== Directions for this task ==
Give back every line of the material below exactly, but no images.

++++ Dataset content ++++

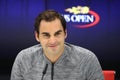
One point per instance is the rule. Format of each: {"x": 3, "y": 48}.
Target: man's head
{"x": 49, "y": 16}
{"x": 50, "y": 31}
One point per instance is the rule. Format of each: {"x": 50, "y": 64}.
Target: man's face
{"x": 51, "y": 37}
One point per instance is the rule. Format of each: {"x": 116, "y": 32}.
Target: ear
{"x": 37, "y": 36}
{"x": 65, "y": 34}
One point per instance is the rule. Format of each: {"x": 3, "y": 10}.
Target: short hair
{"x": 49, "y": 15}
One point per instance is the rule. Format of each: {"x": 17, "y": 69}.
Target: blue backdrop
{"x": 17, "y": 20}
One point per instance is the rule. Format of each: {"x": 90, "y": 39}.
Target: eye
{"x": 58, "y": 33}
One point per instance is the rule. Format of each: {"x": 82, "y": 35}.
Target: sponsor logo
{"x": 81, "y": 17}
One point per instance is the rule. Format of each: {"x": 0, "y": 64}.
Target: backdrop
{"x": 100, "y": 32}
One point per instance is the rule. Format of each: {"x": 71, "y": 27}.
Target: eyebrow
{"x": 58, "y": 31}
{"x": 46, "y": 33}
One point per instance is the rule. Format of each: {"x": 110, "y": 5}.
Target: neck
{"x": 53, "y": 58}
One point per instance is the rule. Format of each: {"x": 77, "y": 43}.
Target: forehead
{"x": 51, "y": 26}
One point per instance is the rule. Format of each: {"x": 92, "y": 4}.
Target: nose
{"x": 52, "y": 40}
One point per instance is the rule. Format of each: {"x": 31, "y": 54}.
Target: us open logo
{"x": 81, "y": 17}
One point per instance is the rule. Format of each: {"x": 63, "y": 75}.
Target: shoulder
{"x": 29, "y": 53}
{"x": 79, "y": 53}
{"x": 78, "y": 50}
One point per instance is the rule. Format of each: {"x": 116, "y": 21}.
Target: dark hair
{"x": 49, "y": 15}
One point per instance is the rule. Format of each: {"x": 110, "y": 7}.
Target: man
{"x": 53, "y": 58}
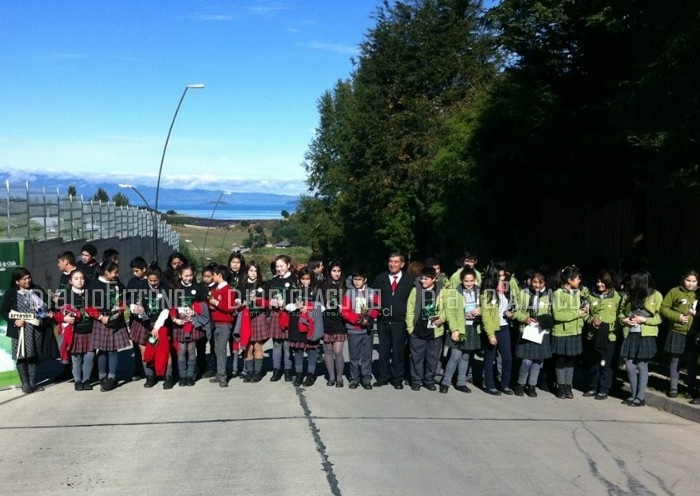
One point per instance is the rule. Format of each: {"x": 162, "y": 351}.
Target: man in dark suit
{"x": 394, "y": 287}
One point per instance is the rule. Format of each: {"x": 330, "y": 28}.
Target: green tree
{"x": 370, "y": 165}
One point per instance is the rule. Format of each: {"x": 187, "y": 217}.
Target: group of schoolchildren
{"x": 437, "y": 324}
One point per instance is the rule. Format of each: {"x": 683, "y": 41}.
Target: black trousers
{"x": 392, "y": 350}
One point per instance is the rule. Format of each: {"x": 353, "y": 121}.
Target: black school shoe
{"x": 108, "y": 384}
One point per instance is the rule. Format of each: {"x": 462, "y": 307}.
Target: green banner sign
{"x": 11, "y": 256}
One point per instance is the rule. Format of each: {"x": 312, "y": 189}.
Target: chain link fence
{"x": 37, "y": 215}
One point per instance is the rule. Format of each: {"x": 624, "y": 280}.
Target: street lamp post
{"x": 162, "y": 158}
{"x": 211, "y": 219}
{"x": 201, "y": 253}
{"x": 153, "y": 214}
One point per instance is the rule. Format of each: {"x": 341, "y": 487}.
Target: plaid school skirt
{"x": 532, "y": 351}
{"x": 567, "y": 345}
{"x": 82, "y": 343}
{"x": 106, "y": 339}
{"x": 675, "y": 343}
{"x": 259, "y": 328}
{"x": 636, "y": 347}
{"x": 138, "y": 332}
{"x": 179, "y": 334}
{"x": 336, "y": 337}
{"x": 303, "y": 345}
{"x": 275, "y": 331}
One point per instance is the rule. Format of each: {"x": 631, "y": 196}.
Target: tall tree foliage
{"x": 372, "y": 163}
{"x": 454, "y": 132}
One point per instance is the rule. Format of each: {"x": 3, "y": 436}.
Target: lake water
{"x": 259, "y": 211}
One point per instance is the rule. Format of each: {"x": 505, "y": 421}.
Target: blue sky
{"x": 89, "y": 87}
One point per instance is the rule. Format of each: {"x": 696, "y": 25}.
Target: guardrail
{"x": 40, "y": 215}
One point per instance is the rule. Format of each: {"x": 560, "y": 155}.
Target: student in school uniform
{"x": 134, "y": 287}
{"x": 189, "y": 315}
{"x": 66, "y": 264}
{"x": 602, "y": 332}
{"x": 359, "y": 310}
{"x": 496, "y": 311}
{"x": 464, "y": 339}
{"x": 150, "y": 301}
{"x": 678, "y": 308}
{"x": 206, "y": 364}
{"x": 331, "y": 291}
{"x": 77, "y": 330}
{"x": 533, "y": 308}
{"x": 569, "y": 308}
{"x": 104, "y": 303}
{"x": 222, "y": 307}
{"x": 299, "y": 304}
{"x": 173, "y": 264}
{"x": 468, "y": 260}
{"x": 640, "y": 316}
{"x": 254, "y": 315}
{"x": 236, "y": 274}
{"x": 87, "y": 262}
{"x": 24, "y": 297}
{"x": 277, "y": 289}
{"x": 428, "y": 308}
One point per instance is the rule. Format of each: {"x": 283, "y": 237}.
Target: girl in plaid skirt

++++

== Result of the task ==
One point per instance is the rule. Format of each: {"x": 3, "y": 48}.
Target: man's head
{"x": 49, "y": 16}
{"x": 50, "y": 31}
One point per instance is the rule. Format of each: {"x": 50, "y": 64}.
Target: man's face
{"x": 51, "y": 37}
One point per instance is the rule. Format of each: {"x": 116, "y": 32}.
Target: ear
{"x": 37, "y": 36}
{"x": 65, "y": 34}
One point per instance is the rule. Format of each: {"x": 3, "y": 10}.
Target: short hair
{"x": 49, "y": 15}
One point per instance is the rule. Format of each: {"x": 17, "y": 69}.
Target: blue backdrop
{"x": 17, "y": 20}
One point per instance is the rule. Format of each: {"x": 90, "y": 39}.
Target: eye
{"x": 58, "y": 33}
One point per instance is the rule. Format of each: {"x": 82, "y": 35}.
Target: sponsor logo
{"x": 81, "y": 17}
One point per instance is the rule. Format of each: {"x": 0, "y": 64}.
Target: backdrop
{"x": 100, "y": 32}
One point per instance is the rule. Format of each: {"x": 71, "y": 27}.
Target: eyebrow
{"x": 58, "y": 31}
{"x": 46, "y": 33}
One point per instance is the rule. Format of each: {"x": 110, "y": 5}.
Target: neck
{"x": 53, "y": 58}
One point per instance is the rule. Format of each: {"x": 77, "y": 43}.
Target: forehead
{"x": 51, "y": 26}
One point per instance is the rule. Format of each: {"x": 92, "y": 4}.
Target: nose
{"x": 52, "y": 40}
One point per instance is the rule. Format of each: {"x": 31, "y": 54}.
Target: us open logo
{"x": 81, "y": 17}
One point per instance is the rule. Format of each: {"x": 63, "y": 75}.
Target: shoulder
{"x": 29, "y": 53}
{"x": 79, "y": 53}
{"x": 78, "y": 50}
One point per instance is the rule. Format of each: {"x": 116, "y": 21}.
Target: dark hair
{"x": 49, "y": 15}
One point per instance is the rule. Format of each: {"x": 110, "y": 7}.
Target: man
{"x": 53, "y": 58}
One point per instance is the rule. Format of each: {"x": 162, "y": 351}.
Target: man in dark suit
{"x": 394, "y": 287}
One point per instance is the rule. Format of each: {"x": 330, "y": 28}.
Target: green tree
{"x": 370, "y": 165}
One point per instance is the rule. Format of each: {"x": 187, "y": 217}.
Target: group of schoolchildren
{"x": 437, "y": 324}
One point per instance is the rule. Format of each: {"x": 683, "y": 41}.
Target: black trousers
{"x": 392, "y": 350}
One point per instance is the rule. Format of each: {"x": 353, "y": 121}.
Target: black school shoe
{"x": 108, "y": 384}
One point per instance is the rule. Format of each: {"x": 462, "y": 307}.
Target: green banner sign
{"x": 11, "y": 256}
One point per instance is the rule. Format of each: {"x": 312, "y": 189}.
Target: chain link fence
{"x": 37, "y": 215}
One point per instance is the rule. Format of each: {"x": 624, "y": 280}.
Target: street lamp post
{"x": 162, "y": 158}
{"x": 211, "y": 219}
{"x": 201, "y": 253}
{"x": 153, "y": 214}
One point per instance is the rule. Format of each: {"x": 341, "y": 487}.
Target: plaid school skirt
{"x": 532, "y": 351}
{"x": 567, "y": 345}
{"x": 82, "y": 343}
{"x": 106, "y": 339}
{"x": 675, "y": 343}
{"x": 259, "y": 328}
{"x": 636, "y": 347}
{"x": 138, "y": 332}
{"x": 179, "y": 334}
{"x": 336, "y": 337}
{"x": 303, "y": 345}
{"x": 275, "y": 331}
One point per instance is the rule. Format of each: {"x": 631, "y": 196}.
Target: tall tree foliage
{"x": 372, "y": 163}
{"x": 454, "y": 132}
One point per instance is the rule. Format of each: {"x": 3, "y": 436}.
Target: lake water
{"x": 259, "y": 211}
One point per instance is the rule. Format of each: {"x": 505, "y": 421}.
Target: blue sky
{"x": 89, "y": 87}
One point per instance is the rule. Format of each: {"x": 696, "y": 25}.
Target: guardrail
{"x": 40, "y": 215}
One point per instance is the rule. Format of each: {"x": 560, "y": 155}.
Target: student in school uniform
{"x": 134, "y": 287}
{"x": 189, "y": 315}
{"x": 66, "y": 264}
{"x": 602, "y": 332}
{"x": 359, "y": 310}
{"x": 496, "y": 311}
{"x": 464, "y": 339}
{"x": 150, "y": 301}
{"x": 678, "y": 308}
{"x": 206, "y": 364}
{"x": 331, "y": 291}
{"x": 77, "y": 330}
{"x": 533, "y": 308}
{"x": 569, "y": 308}
{"x": 104, "y": 303}
{"x": 222, "y": 307}
{"x": 299, "y": 304}
{"x": 173, "y": 264}
{"x": 468, "y": 260}
{"x": 640, "y": 316}
{"x": 254, "y": 315}
{"x": 236, "y": 274}
{"x": 87, "y": 262}
{"x": 24, "y": 297}
{"x": 277, "y": 289}
{"x": 428, "y": 308}
One point per instance is the rule. Format of each: {"x": 283, "y": 237}.
Target: girl in plaid skirt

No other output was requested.